-------- RECORDS TO PROCESS
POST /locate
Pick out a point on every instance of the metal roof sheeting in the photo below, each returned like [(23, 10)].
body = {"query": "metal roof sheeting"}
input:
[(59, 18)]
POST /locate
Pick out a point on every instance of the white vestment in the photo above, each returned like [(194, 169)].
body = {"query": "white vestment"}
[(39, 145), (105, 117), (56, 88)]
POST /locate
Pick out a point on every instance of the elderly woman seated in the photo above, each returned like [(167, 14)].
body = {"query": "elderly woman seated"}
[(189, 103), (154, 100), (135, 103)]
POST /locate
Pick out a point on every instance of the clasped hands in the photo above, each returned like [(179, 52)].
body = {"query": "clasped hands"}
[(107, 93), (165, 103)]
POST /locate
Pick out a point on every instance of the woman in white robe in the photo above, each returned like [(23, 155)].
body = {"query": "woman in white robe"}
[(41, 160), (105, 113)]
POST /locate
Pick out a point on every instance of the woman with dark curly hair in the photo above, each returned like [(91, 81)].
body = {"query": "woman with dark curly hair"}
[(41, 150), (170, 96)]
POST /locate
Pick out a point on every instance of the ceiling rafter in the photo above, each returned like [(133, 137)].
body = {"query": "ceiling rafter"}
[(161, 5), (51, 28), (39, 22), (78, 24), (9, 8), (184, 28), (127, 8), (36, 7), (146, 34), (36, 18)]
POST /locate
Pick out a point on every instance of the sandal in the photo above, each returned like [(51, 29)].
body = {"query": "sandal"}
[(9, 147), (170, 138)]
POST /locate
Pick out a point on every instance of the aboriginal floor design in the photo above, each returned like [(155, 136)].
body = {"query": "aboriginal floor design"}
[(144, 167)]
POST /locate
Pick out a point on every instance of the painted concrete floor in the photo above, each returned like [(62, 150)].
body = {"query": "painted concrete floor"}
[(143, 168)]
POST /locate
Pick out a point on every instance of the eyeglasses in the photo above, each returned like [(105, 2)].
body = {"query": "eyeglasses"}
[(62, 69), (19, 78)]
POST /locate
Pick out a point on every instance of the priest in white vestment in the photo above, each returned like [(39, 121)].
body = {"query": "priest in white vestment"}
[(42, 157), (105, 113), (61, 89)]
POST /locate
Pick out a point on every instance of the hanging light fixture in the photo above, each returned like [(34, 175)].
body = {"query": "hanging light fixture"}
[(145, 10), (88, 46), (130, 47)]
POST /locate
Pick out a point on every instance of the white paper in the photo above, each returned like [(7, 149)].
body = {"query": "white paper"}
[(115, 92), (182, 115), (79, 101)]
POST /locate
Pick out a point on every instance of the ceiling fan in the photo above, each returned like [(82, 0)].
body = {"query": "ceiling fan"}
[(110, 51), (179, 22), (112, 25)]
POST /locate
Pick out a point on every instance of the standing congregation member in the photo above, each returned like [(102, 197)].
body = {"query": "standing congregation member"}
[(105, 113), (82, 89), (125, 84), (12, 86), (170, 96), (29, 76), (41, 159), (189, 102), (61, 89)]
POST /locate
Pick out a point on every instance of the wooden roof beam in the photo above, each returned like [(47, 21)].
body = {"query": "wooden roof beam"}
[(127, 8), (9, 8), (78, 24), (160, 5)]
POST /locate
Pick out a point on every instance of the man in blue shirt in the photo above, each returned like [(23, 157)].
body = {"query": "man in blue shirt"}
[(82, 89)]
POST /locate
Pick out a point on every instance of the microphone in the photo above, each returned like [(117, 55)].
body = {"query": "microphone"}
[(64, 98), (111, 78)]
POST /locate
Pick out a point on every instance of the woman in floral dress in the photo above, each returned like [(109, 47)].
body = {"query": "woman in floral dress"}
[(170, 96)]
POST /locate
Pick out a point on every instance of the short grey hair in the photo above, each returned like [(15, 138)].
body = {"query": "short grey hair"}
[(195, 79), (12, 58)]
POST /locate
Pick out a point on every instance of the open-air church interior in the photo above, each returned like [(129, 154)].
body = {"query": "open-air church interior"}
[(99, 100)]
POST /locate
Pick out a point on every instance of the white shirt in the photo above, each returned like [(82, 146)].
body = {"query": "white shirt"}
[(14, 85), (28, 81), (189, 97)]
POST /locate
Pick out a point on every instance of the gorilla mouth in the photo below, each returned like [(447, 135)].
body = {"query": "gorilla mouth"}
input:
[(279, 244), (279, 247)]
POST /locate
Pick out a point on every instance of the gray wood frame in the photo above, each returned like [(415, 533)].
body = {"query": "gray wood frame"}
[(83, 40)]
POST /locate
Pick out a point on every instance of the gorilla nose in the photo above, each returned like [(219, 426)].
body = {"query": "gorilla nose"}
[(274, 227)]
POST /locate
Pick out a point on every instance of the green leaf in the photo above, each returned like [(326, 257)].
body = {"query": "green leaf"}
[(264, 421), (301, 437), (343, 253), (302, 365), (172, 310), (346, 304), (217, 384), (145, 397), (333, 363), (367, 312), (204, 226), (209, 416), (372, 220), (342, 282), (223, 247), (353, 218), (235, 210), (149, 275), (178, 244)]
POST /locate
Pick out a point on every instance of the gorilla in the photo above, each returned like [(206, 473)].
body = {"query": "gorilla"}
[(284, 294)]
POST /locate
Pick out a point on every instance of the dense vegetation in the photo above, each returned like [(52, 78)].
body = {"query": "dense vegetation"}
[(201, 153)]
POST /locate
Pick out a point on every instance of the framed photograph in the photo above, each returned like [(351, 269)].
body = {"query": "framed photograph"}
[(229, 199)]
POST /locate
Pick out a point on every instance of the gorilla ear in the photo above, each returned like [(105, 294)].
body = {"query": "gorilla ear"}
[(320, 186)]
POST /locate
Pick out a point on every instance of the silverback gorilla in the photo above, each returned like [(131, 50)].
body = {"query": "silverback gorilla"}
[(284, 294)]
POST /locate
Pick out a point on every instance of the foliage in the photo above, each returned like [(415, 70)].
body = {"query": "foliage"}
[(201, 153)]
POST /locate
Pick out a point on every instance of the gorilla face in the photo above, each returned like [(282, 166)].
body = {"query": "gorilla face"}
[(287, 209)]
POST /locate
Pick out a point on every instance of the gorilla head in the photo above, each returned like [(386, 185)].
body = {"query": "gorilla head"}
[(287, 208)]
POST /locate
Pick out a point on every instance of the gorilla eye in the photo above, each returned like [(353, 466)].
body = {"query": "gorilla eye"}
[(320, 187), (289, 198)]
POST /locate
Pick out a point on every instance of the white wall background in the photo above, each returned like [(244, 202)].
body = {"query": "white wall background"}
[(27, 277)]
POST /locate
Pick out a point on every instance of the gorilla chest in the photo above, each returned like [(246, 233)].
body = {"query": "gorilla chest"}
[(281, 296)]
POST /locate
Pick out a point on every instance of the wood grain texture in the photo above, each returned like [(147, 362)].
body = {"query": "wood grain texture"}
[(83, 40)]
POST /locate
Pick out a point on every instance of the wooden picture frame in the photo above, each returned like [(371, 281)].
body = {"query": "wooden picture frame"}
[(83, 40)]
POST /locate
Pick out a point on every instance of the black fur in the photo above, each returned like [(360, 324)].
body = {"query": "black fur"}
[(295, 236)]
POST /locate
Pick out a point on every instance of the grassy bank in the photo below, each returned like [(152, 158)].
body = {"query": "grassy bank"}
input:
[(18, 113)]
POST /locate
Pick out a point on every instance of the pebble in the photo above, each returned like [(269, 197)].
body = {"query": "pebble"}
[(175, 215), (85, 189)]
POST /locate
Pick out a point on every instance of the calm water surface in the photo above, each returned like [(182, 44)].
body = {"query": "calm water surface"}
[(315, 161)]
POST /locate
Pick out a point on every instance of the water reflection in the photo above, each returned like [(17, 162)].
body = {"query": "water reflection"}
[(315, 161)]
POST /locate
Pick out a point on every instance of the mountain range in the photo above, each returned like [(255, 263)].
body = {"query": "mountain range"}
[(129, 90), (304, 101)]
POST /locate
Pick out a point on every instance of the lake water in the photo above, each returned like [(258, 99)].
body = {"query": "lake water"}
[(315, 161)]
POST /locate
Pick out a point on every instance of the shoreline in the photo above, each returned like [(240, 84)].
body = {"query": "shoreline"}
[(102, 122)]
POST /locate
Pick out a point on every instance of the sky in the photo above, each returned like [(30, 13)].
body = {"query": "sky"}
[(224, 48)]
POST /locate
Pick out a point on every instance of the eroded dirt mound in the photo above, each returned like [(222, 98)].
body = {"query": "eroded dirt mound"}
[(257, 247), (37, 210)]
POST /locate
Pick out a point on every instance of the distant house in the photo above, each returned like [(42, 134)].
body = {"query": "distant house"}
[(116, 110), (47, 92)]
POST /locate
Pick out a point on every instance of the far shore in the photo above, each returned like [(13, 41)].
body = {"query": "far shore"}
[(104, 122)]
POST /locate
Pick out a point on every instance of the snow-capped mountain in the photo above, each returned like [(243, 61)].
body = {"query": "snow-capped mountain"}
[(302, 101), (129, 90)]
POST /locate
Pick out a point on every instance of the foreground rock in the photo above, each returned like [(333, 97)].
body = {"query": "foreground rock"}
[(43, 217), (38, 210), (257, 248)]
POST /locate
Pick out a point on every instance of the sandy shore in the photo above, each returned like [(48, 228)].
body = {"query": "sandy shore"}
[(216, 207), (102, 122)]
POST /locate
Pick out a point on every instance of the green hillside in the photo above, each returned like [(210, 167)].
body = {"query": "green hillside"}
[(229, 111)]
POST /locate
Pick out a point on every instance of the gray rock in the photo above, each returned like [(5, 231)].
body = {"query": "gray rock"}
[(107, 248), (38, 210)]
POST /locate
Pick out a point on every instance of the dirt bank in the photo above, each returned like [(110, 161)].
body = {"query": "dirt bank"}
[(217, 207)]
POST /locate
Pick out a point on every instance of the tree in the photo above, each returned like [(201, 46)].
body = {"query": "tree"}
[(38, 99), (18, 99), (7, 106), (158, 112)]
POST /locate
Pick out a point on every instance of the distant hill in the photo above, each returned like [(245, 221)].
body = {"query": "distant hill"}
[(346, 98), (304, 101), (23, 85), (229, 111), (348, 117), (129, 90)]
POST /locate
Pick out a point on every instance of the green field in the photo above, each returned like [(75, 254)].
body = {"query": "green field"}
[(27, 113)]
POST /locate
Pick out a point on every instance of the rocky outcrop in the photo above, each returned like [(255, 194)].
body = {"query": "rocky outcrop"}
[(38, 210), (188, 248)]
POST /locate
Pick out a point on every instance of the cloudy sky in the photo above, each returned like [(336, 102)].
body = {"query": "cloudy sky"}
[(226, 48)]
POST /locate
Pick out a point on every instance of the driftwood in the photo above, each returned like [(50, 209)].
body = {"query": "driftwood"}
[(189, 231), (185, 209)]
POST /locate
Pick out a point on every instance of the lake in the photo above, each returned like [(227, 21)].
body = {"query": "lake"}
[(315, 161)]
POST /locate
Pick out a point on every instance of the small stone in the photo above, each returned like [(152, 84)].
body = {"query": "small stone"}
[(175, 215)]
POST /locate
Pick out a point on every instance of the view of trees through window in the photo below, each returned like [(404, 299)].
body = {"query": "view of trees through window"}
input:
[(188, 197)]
----------------
-------- RECORDS TO PROCESS
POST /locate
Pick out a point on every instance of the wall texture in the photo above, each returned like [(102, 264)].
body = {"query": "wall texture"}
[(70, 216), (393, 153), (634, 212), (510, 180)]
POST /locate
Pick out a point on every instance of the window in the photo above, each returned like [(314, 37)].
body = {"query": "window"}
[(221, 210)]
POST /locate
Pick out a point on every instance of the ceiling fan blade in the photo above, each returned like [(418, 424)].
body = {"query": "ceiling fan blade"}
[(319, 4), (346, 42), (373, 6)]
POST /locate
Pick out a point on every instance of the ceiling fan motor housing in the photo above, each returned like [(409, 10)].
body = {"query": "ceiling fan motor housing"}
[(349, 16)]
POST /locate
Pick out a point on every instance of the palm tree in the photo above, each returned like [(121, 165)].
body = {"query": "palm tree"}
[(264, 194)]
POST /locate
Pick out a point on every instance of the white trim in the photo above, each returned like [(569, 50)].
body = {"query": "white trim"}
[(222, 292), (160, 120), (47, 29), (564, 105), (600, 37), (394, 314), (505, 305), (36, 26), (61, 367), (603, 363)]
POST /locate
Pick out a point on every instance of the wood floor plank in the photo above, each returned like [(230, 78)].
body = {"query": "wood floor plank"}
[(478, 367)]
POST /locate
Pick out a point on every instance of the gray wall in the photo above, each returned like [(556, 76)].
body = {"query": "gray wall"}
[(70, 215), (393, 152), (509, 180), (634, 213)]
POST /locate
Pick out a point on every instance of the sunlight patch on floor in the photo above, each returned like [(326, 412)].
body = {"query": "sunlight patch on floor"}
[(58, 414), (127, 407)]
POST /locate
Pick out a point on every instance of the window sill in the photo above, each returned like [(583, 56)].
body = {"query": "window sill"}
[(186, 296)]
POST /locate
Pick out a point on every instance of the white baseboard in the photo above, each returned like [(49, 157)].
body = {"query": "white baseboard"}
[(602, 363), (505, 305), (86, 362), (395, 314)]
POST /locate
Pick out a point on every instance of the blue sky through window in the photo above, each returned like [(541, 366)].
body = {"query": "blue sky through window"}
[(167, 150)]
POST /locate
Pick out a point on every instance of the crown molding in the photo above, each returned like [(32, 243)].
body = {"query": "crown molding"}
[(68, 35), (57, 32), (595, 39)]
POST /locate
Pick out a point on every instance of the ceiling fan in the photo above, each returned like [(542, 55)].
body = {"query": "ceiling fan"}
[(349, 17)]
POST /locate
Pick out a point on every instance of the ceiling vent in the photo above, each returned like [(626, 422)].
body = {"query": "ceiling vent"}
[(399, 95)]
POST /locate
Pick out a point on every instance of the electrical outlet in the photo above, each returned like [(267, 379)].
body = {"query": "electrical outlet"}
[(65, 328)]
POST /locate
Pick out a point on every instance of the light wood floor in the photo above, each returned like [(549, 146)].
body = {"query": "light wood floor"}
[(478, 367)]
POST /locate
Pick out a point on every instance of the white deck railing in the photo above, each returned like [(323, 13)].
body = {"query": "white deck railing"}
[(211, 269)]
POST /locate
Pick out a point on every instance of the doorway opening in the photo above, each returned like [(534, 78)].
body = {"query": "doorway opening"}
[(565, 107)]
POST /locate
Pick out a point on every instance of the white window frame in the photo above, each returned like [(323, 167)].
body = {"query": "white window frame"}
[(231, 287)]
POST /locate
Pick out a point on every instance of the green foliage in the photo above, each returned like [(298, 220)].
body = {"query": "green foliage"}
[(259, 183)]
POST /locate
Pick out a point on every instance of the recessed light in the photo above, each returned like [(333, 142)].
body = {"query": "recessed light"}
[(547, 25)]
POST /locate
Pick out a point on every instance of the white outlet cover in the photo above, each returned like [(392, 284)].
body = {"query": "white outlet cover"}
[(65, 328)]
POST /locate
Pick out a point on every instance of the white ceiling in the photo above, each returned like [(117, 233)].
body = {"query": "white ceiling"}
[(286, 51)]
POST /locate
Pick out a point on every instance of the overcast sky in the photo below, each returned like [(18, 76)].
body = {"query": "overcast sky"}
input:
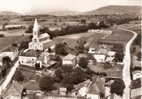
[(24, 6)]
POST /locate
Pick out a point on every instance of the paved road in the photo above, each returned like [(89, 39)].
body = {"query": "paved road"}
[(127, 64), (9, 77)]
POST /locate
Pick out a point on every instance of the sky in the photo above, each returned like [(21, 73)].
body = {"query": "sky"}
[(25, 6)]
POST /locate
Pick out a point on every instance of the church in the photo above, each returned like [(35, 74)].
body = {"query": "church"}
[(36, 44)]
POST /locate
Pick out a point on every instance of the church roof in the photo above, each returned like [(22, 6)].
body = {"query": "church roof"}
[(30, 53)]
----------------
• **AIM OF THE TASK**
Pick out every line of the data above that contains the word "recessed" and copy each one in full. Case counts.

• **EXERCISE OUTPUT**
Pick out a point on every instance of the recessed light in the photo above, each returned like [(333, 142)].
body = {"query": "recessed light"}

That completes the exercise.